Start of Dataset excerpts

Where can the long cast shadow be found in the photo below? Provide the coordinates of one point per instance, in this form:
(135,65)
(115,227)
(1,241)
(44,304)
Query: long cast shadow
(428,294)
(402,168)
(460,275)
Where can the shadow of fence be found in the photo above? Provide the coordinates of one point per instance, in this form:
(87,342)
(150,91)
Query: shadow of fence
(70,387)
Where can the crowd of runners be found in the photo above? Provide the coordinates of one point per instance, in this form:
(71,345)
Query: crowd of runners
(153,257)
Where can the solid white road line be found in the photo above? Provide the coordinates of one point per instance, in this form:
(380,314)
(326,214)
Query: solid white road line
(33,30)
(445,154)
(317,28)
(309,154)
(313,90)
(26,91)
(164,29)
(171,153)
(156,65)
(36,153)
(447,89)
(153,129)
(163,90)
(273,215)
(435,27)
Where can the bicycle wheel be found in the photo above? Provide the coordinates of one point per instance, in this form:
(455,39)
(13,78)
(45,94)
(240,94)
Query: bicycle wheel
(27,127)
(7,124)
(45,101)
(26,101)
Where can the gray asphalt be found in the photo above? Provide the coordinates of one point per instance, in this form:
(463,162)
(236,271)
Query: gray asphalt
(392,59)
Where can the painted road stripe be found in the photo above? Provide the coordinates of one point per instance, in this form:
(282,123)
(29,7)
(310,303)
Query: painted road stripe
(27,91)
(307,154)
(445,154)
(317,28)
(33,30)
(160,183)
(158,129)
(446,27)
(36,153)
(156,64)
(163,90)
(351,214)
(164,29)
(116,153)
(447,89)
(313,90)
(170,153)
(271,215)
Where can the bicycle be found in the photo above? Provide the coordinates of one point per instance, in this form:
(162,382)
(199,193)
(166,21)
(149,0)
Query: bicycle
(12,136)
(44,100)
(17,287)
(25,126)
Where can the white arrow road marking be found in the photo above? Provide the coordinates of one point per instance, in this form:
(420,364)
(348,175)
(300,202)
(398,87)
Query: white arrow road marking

End of Dataset excerpts

■ **Problem to work on**:
Every line above needs to be retyped exactly.

■ **Finished exercise**:
Where can the long cast shadow be found in the photo below? Provide the coordinates of one point per instance, in this form:
(135,65)
(115,227)
(1,241)
(44,304)
Query: long cast shadow
(428,294)
(402,168)
(460,275)
Where can the shadow of fence be found in the photo above? Provide the coordinates of one point per instance, in this form:
(87,342)
(150,91)
Query: shadow of fence
(70,387)
Where can the crowd of runners be found in the photo above? Provide the coordinates of one point per instance, in this form:
(71,345)
Query: crowd of runners
(153,257)
Where can the solid white road line be found in the photo above? Provide the coordinates of one point per instance, in this form:
(380,314)
(326,214)
Query: solid white road line
(33,30)
(445,154)
(317,28)
(309,154)
(313,90)
(26,91)
(164,29)
(171,153)
(156,65)
(36,153)
(447,89)
(153,129)
(163,90)
(273,215)
(435,27)
Where can the bicycle wheel be found in the photo above? Provide the coordinates of one point per instance, in this form:
(455,39)
(13,78)
(45,94)
(240,94)
Query: bicycle wheel
(27,127)
(7,124)
(45,101)
(26,101)
Where can the gray asphalt be found in the photo above? Provide the coordinates of one point per instance, in this form:
(463,162)
(236,271)
Query: gray asphalt
(392,59)
Where can the painted road stripe be found in the photo above? Provide the coordinates of one point per instance, in this form:
(282,123)
(29,7)
(310,303)
Query: painted road stripe
(27,91)
(307,154)
(445,154)
(317,28)
(33,30)
(160,183)
(158,129)
(446,27)
(36,153)
(156,64)
(163,90)
(351,214)
(164,29)
(116,153)
(447,89)
(313,90)
(170,153)
(271,215)
Where can the bicycle be found in the photo above? Provide the coordinates of one point per instance, in this form:
(162,382)
(199,193)
(166,21)
(149,0)
Query: bicycle
(12,136)
(44,100)
(17,287)
(25,126)
Where can the white arrow road marking be found in the photo above? Provide the coordinates of one point per instance, in this form:
(420,364)
(348,175)
(300,202)
(398,87)
Query: white arrow road marking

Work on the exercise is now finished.